* [TESTO]:
□ □ □ □ □
ANIMALI DA PALCOSCENICO: tra scandalo e censure nella scena italiana del Duemila

[di Silvia Mei]

 

Dai tempi della replica di Genet a Tangeri di Magazzini Criminali, proposta nel mattatoio di Rimini per Santarcangelo 1985, il teatro non ha mai urtato così tanto – e soprattutto in Italia – la sensibilità pubblica come negli anni Zero. Vivi o virtuali, in presenza o in forma di simulacro, gli animali in scena aprono la ferita tragica dell’indifferenza originaria tra uomo e animale, e scoprono il nervo scoperto del consumismo e della sovrana «macchina antropologica» (Giorgio Agamben) che regola, nella società occidentale, i principi della vita.

Con la sua innocenza da creatura indifesa e nello stesso tempo con la sua ferocia bestiale, l’animale ci mette di fronte alla nostra essenza predatrice, all’istinto arcaico del cacciatore, che abbiamo rimosso nella catena di “smontaggio” dei macelli (non è qui che l’animale viene sfigurato e reso irriconoscibile?); oppure addomesticato, facendo dei più vari animali dei fedeli compagni, dei vicini mansueti ma pur sempre incattiviti (da collari, museruole, gabbie e gabbiette, vasche, recinti, ruote…) in ambienti tutt’altro che ospitali.

La scena contemporanea ci mostra così, in modo accanito e provocatorio, una faccia del selvatico che scuote, indigna, scandalizza: perché ci disincanta e ci rammenta quanto ogni giorno perpetriamo sui corpi resi docili di altri viventi. L’immagine patinata e ispirante tenerezza di simpatici cuccioli – come siamo soliti vederli nelle pubblicità – si rovescia drammaticamente nel suo opposto: un gatto sornione muta in un felino che si avvicina minaccioso a pulcini innocenti, oppure un astice da acquario di ristorante manifesta con estrema dignità, pochi minuti prima di essere abbattuto, di avere un cuore e di provare paura.

Sono due immagini recuperate dalla teatrografia dell’argentino Rodrigo Garcia, che in Italia è pedinato dagli animalisti e dalla vivisezione, a partire da Afert Sun (2001) dove viene simulato l’abuso sessuale su due coniglietti di carroliana memoria.

Chiaramente l’animale – di qualsiasi dimensione, specie e razza – non rappresenta soltanto quello che realmente è, cioè un essere vivente non-umano; esso è anche una chiave di accesso al linguaggio del sacro e al dispositivo del rito, dove la metafora governa i rapporti tra finzione, vita, immaginario.

In Tragedia Endogonidia (2001-2004) di Socìetas Raffaello Sanzio, è all’animale che viene riconsegnato il nome per generare la parola e il testo. Qui il Capro eponimo della tragodía attica diventa il corpo della scrittura, a lui viene riconsegnata l’autorialità e l’autorità della scena, così affrancata dalla letteratura per essere riconsegnata alla sospensione del senso, gettata in qualche modo fuori dal mondo. Scrive per l’appunto Romeo Castellucci nella Lettera sul Capro, che un tempo donò il suo nome alla tragedia:

Avere un testo proveniente da una capra nel contesto di una tragedia significa disconoscere e sospendere in un colpo solo tutta la tradizione della tragedia stessa e, contemporaneamente, avallare un significato brutalmente tradizionale, etimologico e letterale. Significa avere alle spalle un animale al posto di un poeta. Un animale conduce all’‘aperto’: in una dimensione non narrativa, in una dimensione di vero pericolo. (Castellucci, 2002: 2)
□ □ □ □ □
* [ESTRATTO DEI DATI]:

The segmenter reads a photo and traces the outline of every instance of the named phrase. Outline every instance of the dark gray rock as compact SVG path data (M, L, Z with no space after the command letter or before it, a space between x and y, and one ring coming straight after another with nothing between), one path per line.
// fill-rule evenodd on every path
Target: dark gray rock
□ □ □ □ □
* [LE CONSEGNE]:
(a) Riporta fedelmente il passo del testo sugli animali in scena che inizia con le parole "Chiaramente l’animale –" e si chiude dopo "finzione, vita, immaginario.".
(b) Secondo il testo sugli animali in scena, in quale anno e per quale occasione fu proposta nel mattatoio di Rimini la replica di Genet a Tangeri di Magazzini Criminali?
(c) Riprendi il testo sugli animali in scena e proseguilo dall'ultima frase riportata.

* [LE RISPOSTE]:
(a)
Chiaramente l’animale – di qualsiasi dimensione, specie e razza – non rappresenta soltanto quello che realmente è, cioè un essere vivente non-umano; esso è anche una chiave di accesso al linguaggio del sacro e al dispositivo del rito, dove la metafora governa i rapporti tra finzione, vita, immaginario.

(b) Nel 1985, per Santarcangelo.

(c)
È a questo vero pericolo dunque che la scena contemporanea ci espone, facendo dell’animale, sia esso vivente di fronte a noi, oppure riprodotto in immagine o anche morto se non addirittura morente, il dispositivo spiazzante di una comunicazione anti-logica e contro-interpretativa. Di fronte al non-umano si apre una breccia nel nostro giudizio, si scatena la crisi dei sensi, che alla fine ci rende troppo umani e troppo colpevoli per poter sostenere il peso di un affrontamento, seppur nel filtro del teatro.

Si spiega in parte così la serie di proteste, petizioni, denunce, diffide, interrogazioni consiliari e censure subite, almeno in Italia, da artisti di fama internazionale nella cui opera è presente o agisce un animale. Gli esempi sono molti e diversi tra loro: primo fra tutti, Accidens (matar para comer) del già citato Garcia, che nel giugno 2005 viene presentato al Centro Pecci di Prato nell’ambito del prestigioso festival Contemporanea, e che procurò tre denunce – al regista, all’attore e al direttore della rassegna – per la violazione delle norme sul pubblico spettacolo, maltrattamento e uccisione di animali. La Lega Antivivisezione di Roma, che aveva fatto segnalazione alla Digos, non aveva colto il senso – segnatamente animalista – della performance, che comunque spaccò critica e pubblico in due fazioni opposte incrementando un dibattito ancora oggi incandescente.

L’azione, condotta in meno di mezz’ora dal solo attore in scena, lo spagnolo Juan Loriente, prevede il sacrificio culinario di un astice, cucinato e mangiato a vista. Mentre una piastra in secondo piano si scalda e comincia a crepitare, un malcapitato crostaceo si prepara al proprio abbattimento: appeso a un filo per un quarto d’ora e spruzzato con acqua, l’animale comincia a divincolarsi aumentando il battito interno, che un sensore acustico posto sul dorso rimanda amplificato nella sala. Poi il massacro, a colpi netti di mannaia, e la cottura, pezzo per pezzo, seguita dalla degustazione con un immancabile calice di vino bianco.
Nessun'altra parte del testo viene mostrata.